◆ Your instructions: Format these lines as a numbered list, omitting the blank lines and the pictures.

◆ Contour annotation records:
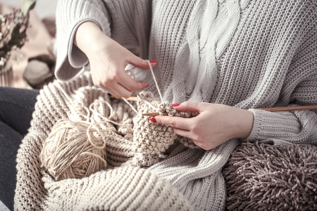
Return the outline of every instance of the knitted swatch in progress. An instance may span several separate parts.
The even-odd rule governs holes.
[[[168,155],[176,139],[197,147],[190,139],[178,137],[173,128],[141,115],[160,111],[188,118],[196,114],[178,112],[148,92],[139,95],[136,115],[132,106],[105,99],[95,100],[89,108],[75,106],[69,119],[58,121],[46,140],[42,166],[57,181],[81,179],[120,165],[151,166]]]

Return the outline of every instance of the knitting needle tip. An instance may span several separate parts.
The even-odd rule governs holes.
[[[159,112],[150,112],[150,113],[142,113],[142,115],[143,116],[155,116],[160,115]],[[168,114],[166,112],[163,112],[163,115],[167,116]]]

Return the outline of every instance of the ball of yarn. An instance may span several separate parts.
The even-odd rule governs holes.
[[[101,136],[91,126],[62,120],[52,128],[40,159],[42,166],[56,180],[81,179],[106,169],[105,142],[96,137]]]

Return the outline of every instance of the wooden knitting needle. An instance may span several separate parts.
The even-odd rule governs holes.
[[[299,111],[302,110],[317,110],[317,105],[309,106],[296,106],[287,107],[275,107],[272,108],[260,108],[256,109],[263,110],[264,111],[276,112],[276,111]],[[145,113],[142,115],[143,116],[155,116],[160,115],[158,112]],[[167,113],[163,113],[164,115],[167,115]]]
[[[117,98],[112,95],[110,96],[110,99],[111,100],[123,100],[122,98]],[[137,98],[136,97],[130,97],[129,98],[127,98],[127,100],[129,101],[136,101]]]

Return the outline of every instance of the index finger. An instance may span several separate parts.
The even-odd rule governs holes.
[[[154,118],[157,123],[160,124],[179,129],[190,130],[190,120],[188,118],[163,115],[156,116],[151,118]]]
[[[117,82],[130,92],[143,90],[148,87],[149,84],[145,81],[138,82],[132,78],[126,72],[118,76]]]

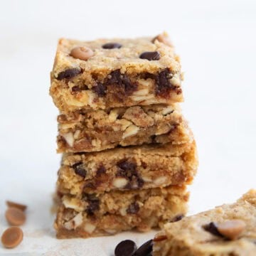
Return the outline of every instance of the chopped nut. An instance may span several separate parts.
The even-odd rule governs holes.
[[[109,120],[110,122],[114,122],[118,117],[118,112],[117,110],[112,110],[110,111],[110,113],[109,114]]]
[[[166,182],[166,181],[167,181],[167,177],[161,176],[161,177],[156,178],[154,181],[154,183],[155,185],[160,186],[160,185],[163,185],[165,182]]]
[[[137,126],[140,127],[148,127],[154,124],[152,117],[146,114],[139,106],[128,108],[124,114],[123,118],[132,121]]]
[[[79,201],[76,198],[68,198],[68,197],[64,196],[63,203],[65,208],[74,209],[78,211],[84,210],[84,207],[79,205]]]
[[[65,139],[70,146],[73,146],[74,137],[72,132],[68,132],[67,134],[62,134],[62,137]]]
[[[133,93],[134,96],[144,96],[149,94],[149,89],[145,88],[145,89],[142,89],[142,90],[139,90],[137,91],[135,91]]]
[[[164,234],[156,234],[154,238],[154,242],[161,242],[167,239],[167,235]]]
[[[119,124],[122,125],[122,130],[124,131],[129,125],[132,124],[132,122],[126,120],[124,119],[122,119],[120,120],[117,120],[117,124]]]
[[[162,110],[162,114],[163,115],[166,115],[169,114],[170,113],[172,113],[174,111],[174,108],[171,106],[168,106],[167,107],[165,107],[163,110]]]
[[[136,134],[139,130],[139,128],[134,124],[130,125],[123,133],[122,139],[125,139],[127,137]]]
[[[144,100],[151,100],[154,98],[154,95],[142,95],[142,96],[132,96],[132,100],[137,102],[142,102]]]
[[[87,223],[85,225],[84,230],[89,234],[91,234],[96,228],[96,226],[92,223]]]
[[[66,222],[64,226],[68,230],[70,230],[80,226],[82,223],[82,213],[79,213],[73,219]]]
[[[76,130],[74,133],[74,139],[78,139],[80,133],[81,133],[80,130]]]
[[[117,230],[115,230],[105,229],[105,230],[110,235],[113,235],[117,233]]]
[[[122,208],[119,210],[119,213],[122,215],[122,216],[125,216],[127,215],[127,208]]]
[[[231,240],[235,240],[245,228],[245,223],[241,220],[227,220],[217,225],[218,231]]]
[[[128,181],[125,178],[116,178],[113,181],[113,185],[118,188],[124,188],[127,183]]]

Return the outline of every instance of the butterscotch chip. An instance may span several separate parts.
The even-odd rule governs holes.
[[[218,224],[218,231],[224,237],[235,240],[242,233],[245,228],[245,223],[243,220],[227,220]]]
[[[171,46],[171,47],[174,47],[173,44],[171,42],[171,40],[168,36],[168,34],[166,33],[163,33],[161,34],[159,34],[158,36],[156,36],[153,40],[152,42],[154,43],[154,41],[157,40],[159,41],[160,43],[163,43],[164,44]]]
[[[70,55],[75,58],[79,58],[82,60],[87,60],[93,56],[93,51],[88,47],[75,47],[72,49]]]
[[[6,202],[8,207],[14,207],[16,208],[20,209],[24,211],[27,208],[27,206],[23,205],[21,203],[6,201]]]
[[[11,227],[4,232],[1,240],[5,247],[14,248],[21,242],[23,238],[23,231],[20,228]]]
[[[26,221],[24,212],[14,207],[10,207],[7,209],[5,216],[8,223],[13,225],[21,225]]]

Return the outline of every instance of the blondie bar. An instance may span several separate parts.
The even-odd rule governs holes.
[[[193,140],[178,105],[77,111],[58,117],[58,151],[90,152],[144,143]]]
[[[72,195],[190,183],[198,166],[195,142],[64,154],[58,189]]]
[[[175,223],[156,235],[154,256],[256,255],[256,190]]]
[[[181,65],[167,35],[60,39],[50,94],[61,112],[183,101]]]
[[[186,214],[186,186],[83,193],[58,193],[55,228],[58,238],[112,235],[135,228],[142,232]]]

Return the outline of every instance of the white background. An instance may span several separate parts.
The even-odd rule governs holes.
[[[184,114],[198,147],[190,213],[256,188],[256,4],[243,1],[0,1],[0,232],[5,200],[28,206],[25,238],[0,254],[111,255],[129,238],[57,240],[50,215],[60,156],[48,95],[60,37],[155,36],[167,31],[185,71]],[[31,254],[27,254],[31,255]]]

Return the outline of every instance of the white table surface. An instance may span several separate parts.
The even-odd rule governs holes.
[[[184,114],[198,147],[193,214],[256,188],[255,1],[5,1],[0,8],[0,233],[6,199],[28,206],[24,240],[0,255],[112,255],[124,233],[55,238],[50,213],[60,156],[58,113],[48,95],[57,38],[169,32],[185,71]]]

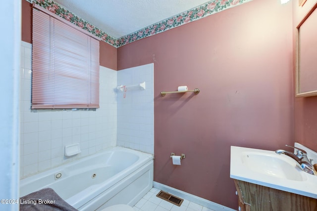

◆ Full response:
1. Return the outline of every instance of the knitted swatch in progress. An instance may span several separate parts.
2. The even-odd rule governs holes.
3. [[[168,155],[176,139],[197,147],[190,139],[178,137],[173,128],[141,115],[160,111],[188,118],[196,114],[178,112],[148,92],[139,95],[136,115],[132,106],[105,99],[95,100],[89,108],[75,106],[69,119],[58,121],[46,140],[42,166],[57,181],[81,179],[120,165],[151,166]]]
4. Return the outline of every instance of the knitting needle tip. An instance may span several separate parts.
5. The even-odd rule governs holes.
6. [[[159,112],[150,112],[150,113],[142,113],[142,115],[143,116],[155,116],[160,115]],[[168,114],[166,112],[163,112],[163,115],[167,116]]]
7. Return the outline of every instance of the ball of yarn. An instance may span several separate parts.
8. The even-odd rule governs holes.
9. [[[101,136],[91,126],[62,120],[52,128],[40,159],[42,166],[56,180],[81,179],[106,169],[105,142],[96,137]]]
10. Return the outline of every instance of the wooden knitting needle. An instance may span several separate parts.
11. The even-odd rule governs holes.
12. [[[299,111],[302,110],[317,110],[317,105],[309,106],[296,106],[287,107],[275,107],[272,108],[260,108],[256,109],[263,110],[264,111],[276,112],[276,111]],[[145,113],[142,115],[143,116],[155,116],[160,115],[158,112]],[[167,113],[163,113],[164,115],[167,115]]]
13. [[[117,98],[112,95],[110,96],[110,99],[111,100],[123,100],[122,98]],[[137,98],[136,97],[130,97],[129,98],[127,98],[127,100],[129,101],[136,101]]]
14. Return the outline of every instance of the index finger. An instance may span several separate parts.
15. The even-odd rule governs holes.
16. [[[154,118],[157,123],[160,124],[179,129],[190,130],[190,120],[188,118],[163,115],[156,116],[151,118]]]
17. [[[117,82],[130,92],[143,90],[148,87],[149,84],[145,81],[138,82],[132,78],[126,72],[118,76]]]
18. Return the outline of every instance of the chopped nut. An instance may span several separate parts.
19. The even-odd rule governs holes.
20. [[[109,120],[110,122],[114,122],[118,117],[118,112],[117,110],[112,110],[110,111],[110,113],[109,114]]]
21. [[[166,182],[166,181],[167,181],[167,177],[161,176],[161,177],[156,178],[154,181],[154,183],[155,185],[160,186],[160,185],[163,185],[165,182]]]
22. [[[137,126],[140,127],[148,127],[154,124],[152,117],[146,114],[139,106],[128,108],[124,114],[123,118],[132,121]]]
23. [[[79,201],[76,198],[68,198],[68,197],[64,196],[63,203],[65,208],[74,209],[78,211],[84,210],[84,207],[79,205]]]
24. [[[65,139],[70,146],[73,146],[74,137],[72,132],[68,132],[67,134],[62,134],[62,137]]]
25. [[[133,93],[134,96],[144,96],[149,94],[149,89],[145,88],[145,89],[142,89],[142,90],[139,90],[137,91],[135,91]]]
26. [[[164,234],[156,234],[154,238],[154,242],[161,242],[167,239],[167,235]]]
27. [[[119,124],[122,125],[122,130],[124,131],[129,125],[132,124],[132,122],[126,120],[124,119],[122,119],[120,120],[117,120],[117,124]]]
28. [[[162,110],[162,114],[163,115],[166,115],[169,114],[170,113],[172,113],[174,111],[174,108],[171,106],[168,106],[167,107],[165,107],[163,110]]]
29. [[[136,134],[139,130],[139,128],[134,124],[130,125],[123,133],[122,139],[125,139],[127,137]]]
30. [[[144,100],[151,100],[154,98],[154,95],[142,95],[142,96],[132,96],[132,100],[137,102],[142,102]]]
31. [[[87,223],[85,225],[84,230],[89,234],[91,234],[96,228],[96,226],[92,223]]]
32. [[[66,222],[64,226],[68,230],[70,230],[80,226],[82,223],[82,213],[79,213],[73,219]]]
33. [[[76,130],[74,133],[74,139],[78,139],[80,133],[81,133],[80,130]]]
34. [[[117,230],[115,230],[105,229],[105,230],[110,235],[113,235],[117,233]]]
35. [[[122,208],[119,210],[119,213],[122,215],[122,216],[125,216],[127,215],[127,208]]]
36. [[[231,240],[235,240],[245,228],[245,223],[241,220],[227,220],[217,225],[218,231]]]
37. [[[128,181],[125,178],[116,178],[113,181],[113,185],[118,188],[124,188],[127,183]]]
38. Return the outline of every instance of the butterscotch chip. An instance may span several separate parts.
39. The even-odd rule governs holes.
40. [[[218,224],[218,231],[224,237],[235,240],[242,233],[245,228],[245,223],[243,220],[227,220]]]
41. [[[171,46],[171,47],[174,47],[173,44],[171,42],[171,40],[168,36],[168,34],[166,33],[163,33],[161,34],[159,34],[158,36],[156,36],[153,40],[152,42],[154,43],[154,41],[157,40],[159,41],[160,43],[163,43],[164,44]]]
42. [[[70,55],[75,58],[79,58],[82,60],[87,60],[93,56],[93,51],[88,47],[75,47],[72,49]]]
43. [[[6,202],[8,207],[14,207],[16,208],[20,209],[24,211],[27,208],[27,206],[23,205],[21,203],[6,201]]]
44. [[[11,227],[4,232],[1,240],[5,247],[14,248],[21,242],[23,238],[23,231],[20,228]]]
45. [[[26,221],[24,212],[14,207],[10,207],[7,209],[5,216],[8,223],[13,225],[21,225]]]
46. Return the outline of every instance of the blondie bar. An instance may span several separate parts.
47. The even-odd rule governs holes.
48. [[[193,140],[178,105],[77,111],[58,117],[58,151],[90,152],[144,143]]]
49. [[[72,195],[190,183],[198,166],[195,142],[64,154],[58,189]]]
50. [[[175,223],[156,235],[154,256],[256,255],[256,190]]]
51. [[[181,65],[167,35],[60,39],[50,94],[61,112],[183,101]]]
52. [[[186,214],[186,186],[83,193],[58,193],[55,228],[58,238],[112,235],[135,228],[142,232]]]
53. Return the outline of every instance of the white background. An instance may span several separate parts.
54. The even-odd rule governs holes.
55. [[[184,114],[198,147],[190,213],[256,188],[256,4],[243,1],[0,1],[0,232],[5,200],[28,206],[25,238],[0,254],[111,255],[129,238],[57,240],[50,215],[60,156],[48,95],[60,37],[155,36],[167,31],[185,71]],[[31,254],[27,254],[31,255]]]
56. Return the outline of every instance of the white table surface. An instance may span several separate parts.
57. The even-odd rule governs holes.
58. [[[184,114],[198,147],[193,214],[256,188],[255,1],[5,1],[0,8],[0,233],[6,199],[28,206],[24,240],[0,255],[112,255],[124,233],[55,238],[50,213],[60,156],[58,113],[48,95],[57,38],[169,32],[185,71]]]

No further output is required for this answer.